* **DOKUMEN**
Anak zina disini jika sang ibu menyatakan pengakuan atas perzinaanya atau jika tidak mengakui maka apabila lahir kurang dari 6 bulan dari masa pernikahannya dg seorang laki laki atau terjadi mula’anah antara suami istri



BAB 3
HUKUM ANAK ADOPSI DAN DAN APAKAH ADA WASHIYAT WAJIBAH DALAM ISLAM

SEJARAH ADOPSI DALAM ISLAM
Pada masa jahiliyah, adopsi sudah membudaya. Seseorang mengangkat anak orang lain untuk dimiliki, dan statusnya seperti halnya anak kandung sendiri, kemudian mengumumkannya di hadapan masyarakat. Nantinya, si anak anak itu benar-benar menikmati status sebagai anak kandung. Sehingga dalam pembagian warisan, ia pun memperoleh bagian, seperti halnya anak kandung lainnya.

* **TUGAS YANG DIKERJAKAN**
1. Tentukan apakah setiap pernyataan berikut sesuai dengan dokumen. Jawab ya atau tidak, lalu kutip kata-kata dokumen yang menjadi dasarnya. (a) Adopsi sudah membudaya pada masa jahiliyah. (b) Anak angkat pada masa itu tidak memperoleh bagian dalam pembagian warisan. (c) Pengangkatan anak itu dirahasiakan dari masyarakat.
2. Ambil catatan mulai dari baris yang memuat "Can you spot the fence" dan berhenti setelah baris yang memuat "x=53, y=109". Sajikan bagian itu sebagai CSV dua kolom, pertanyaan dan jawaban, dengan satu baris untuk setiap pertanyaan beserta jawabannya; tiap isian diberi tanda kutip dan setiap pergantian baris diganti spasi.
Catatan di bawah ini tidak berhubungan dengan dokumen tersebut.

* **DATA LATIHAN**
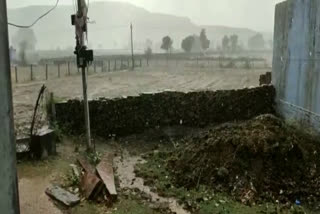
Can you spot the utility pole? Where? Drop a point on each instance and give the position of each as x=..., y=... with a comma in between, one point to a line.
x=84, y=57
x=132, y=55
x=9, y=196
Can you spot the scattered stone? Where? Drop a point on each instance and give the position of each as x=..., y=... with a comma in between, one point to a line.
x=75, y=170
x=105, y=171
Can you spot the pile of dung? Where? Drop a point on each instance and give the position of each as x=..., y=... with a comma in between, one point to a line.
x=262, y=159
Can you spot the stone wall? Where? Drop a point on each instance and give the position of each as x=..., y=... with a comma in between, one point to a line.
x=125, y=116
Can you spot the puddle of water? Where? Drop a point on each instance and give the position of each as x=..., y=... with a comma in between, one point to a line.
x=128, y=179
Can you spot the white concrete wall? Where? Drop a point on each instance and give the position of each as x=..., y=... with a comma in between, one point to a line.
x=296, y=60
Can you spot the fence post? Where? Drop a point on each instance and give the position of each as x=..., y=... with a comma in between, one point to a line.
x=46, y=71
x=59, y=70
x=16, y=73
x=31, y=72
x=102, y=66
x=69, y=69
x=53, y=109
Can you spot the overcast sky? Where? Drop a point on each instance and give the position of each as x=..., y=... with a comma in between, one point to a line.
x=255, y=14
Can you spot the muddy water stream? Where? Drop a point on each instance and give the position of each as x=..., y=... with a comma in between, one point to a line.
x=128, y=179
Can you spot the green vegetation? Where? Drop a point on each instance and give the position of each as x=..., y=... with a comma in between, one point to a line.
x=201, y=200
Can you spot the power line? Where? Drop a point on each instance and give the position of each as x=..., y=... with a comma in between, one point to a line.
x=38, y=19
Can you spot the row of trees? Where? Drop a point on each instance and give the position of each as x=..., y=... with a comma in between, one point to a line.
x=201, y=43
x=188, y=43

* **JAWABAN LATIHAN**
1.
(a) Ya: "Pada masa jahiliyah, adopsi sudah membudaya."
(b) Tidak: "Sehingga dalam pembagian warisan, ia pun memperoleh bagian, seperti halnya anak kandung lainnya."
(c) Tidak: "kemudian mengumumkannya di hadapan masyarakat."

2.
pertanyaan,jawaban
"Can you spot the fence post? Where? Drop a point on each instance and give the position of each as x=..., y=... with a comma in between, one point to a line.","x=46, y=71 x=59, y=70 x=16, y=73 x=31, y=72 x=102, y=66 x=69, y=69 x=53, y=109"